**INSTRUCTIONS TO FOLLOW:** Carry on the discussion about OMcache and gevent support from its last sentence, keeping the same conversational style.

**ARTICLE:**

OMcache has a function (omcache_poll_fds
) that returns the list of file descriptors that it wants to poll and a timeout for them. The calling application can then poll them using whatever mechanism it likes and after the poll returns the application must call omcache_io
with a zero timeout (so it won't block) to process the data.
omcache.py implements this by allowing users to pass it a select function which it'll then use to poll the fds, so enabling gevent support works like this:
import omcache, gevent.select
mc = omcache.OMcache(["127.0.0.1"], select=gevent.select.select)
mc.stat()
See https://github.com/ohmu/omcache/blob/master/omcache.py#L298
The only problem with CFFI is that it is slower then a C extension for CPython but all in all wow. This is really well done. How stable is it?
Maybe we should test with https://github.com/douban/greenify? I'll be very very surprised if that would work.
It might certainly work, I don't see why not? It might have some unexpected consequences, it would mean each client instance is greenlet local.
Is it a good idea? Not really! ;)
If it's greenlet local then using https://github.com/lericson/pylibmc/blob/master/src/pylibmc/pools.py#L55 with monkeypatched threads is what you want. Any other implications?

Data records:
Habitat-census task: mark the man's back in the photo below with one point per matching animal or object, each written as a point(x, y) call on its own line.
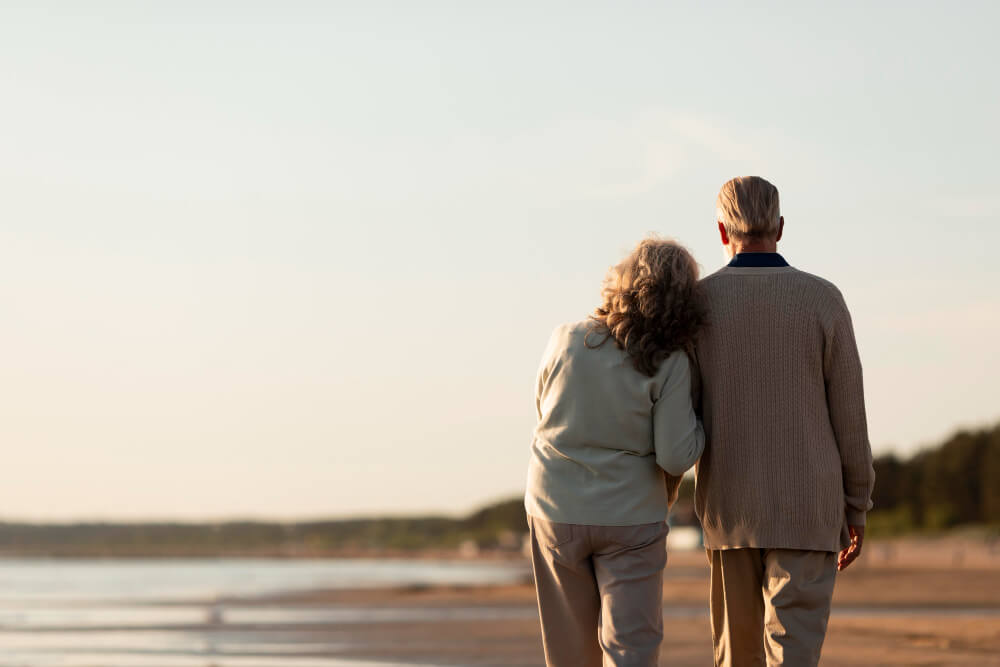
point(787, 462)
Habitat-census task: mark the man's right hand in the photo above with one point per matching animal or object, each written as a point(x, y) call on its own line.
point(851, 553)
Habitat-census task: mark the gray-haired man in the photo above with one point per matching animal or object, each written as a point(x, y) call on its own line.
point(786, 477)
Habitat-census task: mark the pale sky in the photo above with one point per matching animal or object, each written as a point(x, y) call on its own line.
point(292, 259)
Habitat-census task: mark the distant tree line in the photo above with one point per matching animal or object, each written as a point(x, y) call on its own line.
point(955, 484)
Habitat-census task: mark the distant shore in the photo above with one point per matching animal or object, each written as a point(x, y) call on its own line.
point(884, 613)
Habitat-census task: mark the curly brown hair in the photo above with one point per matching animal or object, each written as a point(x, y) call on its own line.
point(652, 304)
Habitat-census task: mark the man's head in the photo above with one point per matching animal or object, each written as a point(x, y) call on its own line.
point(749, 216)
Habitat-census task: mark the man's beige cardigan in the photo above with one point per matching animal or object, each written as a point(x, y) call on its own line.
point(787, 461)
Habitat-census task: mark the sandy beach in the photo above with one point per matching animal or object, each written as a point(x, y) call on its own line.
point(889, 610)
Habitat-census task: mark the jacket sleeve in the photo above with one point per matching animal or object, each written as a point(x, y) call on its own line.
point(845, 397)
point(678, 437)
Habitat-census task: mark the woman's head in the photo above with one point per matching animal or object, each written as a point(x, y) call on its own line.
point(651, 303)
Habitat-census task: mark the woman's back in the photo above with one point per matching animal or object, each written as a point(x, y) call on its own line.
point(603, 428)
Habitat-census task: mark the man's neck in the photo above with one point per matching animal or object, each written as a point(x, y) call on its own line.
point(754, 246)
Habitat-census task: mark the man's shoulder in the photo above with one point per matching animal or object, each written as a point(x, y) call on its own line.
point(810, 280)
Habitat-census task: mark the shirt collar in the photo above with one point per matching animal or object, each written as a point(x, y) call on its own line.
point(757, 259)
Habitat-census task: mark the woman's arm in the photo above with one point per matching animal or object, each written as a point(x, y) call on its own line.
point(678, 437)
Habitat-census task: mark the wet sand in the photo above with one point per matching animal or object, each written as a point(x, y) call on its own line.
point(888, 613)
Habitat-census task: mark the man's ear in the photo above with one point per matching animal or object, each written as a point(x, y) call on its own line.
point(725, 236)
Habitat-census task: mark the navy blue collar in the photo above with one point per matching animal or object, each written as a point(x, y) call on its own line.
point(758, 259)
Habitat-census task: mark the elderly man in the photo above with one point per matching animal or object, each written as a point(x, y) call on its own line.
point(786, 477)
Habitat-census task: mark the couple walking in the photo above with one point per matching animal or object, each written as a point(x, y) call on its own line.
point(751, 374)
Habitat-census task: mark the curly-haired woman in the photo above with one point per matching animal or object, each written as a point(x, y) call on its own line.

**FINAL RESULT:**
@lericson Do you think it's worthwhile to set up an acceptence test that will check if greenify works with pylibmc?
@thedrow I'm not sure how we want this to work, especially with regards to threading problems. Reusing a single client across greenlets would lead to race conditions.
I guess what you want is, in a sense, a kind of queuing system. Dispatch memcached operation, switch greenlet, do other work, come back when results are in.
Is there a way for this library to support using an event loop like psycopg2 does? I have filed https://bugs.launchpad.net/libmemcached/+bug/1369598 upstream but got no response. I know that libmemcached supports async I/O through setting a behaviour but it's unclear how will that collaborate with event loops like gevent or eventlet or even asyncio. I believe that pylibmc will continue to block anyway. Am I correct?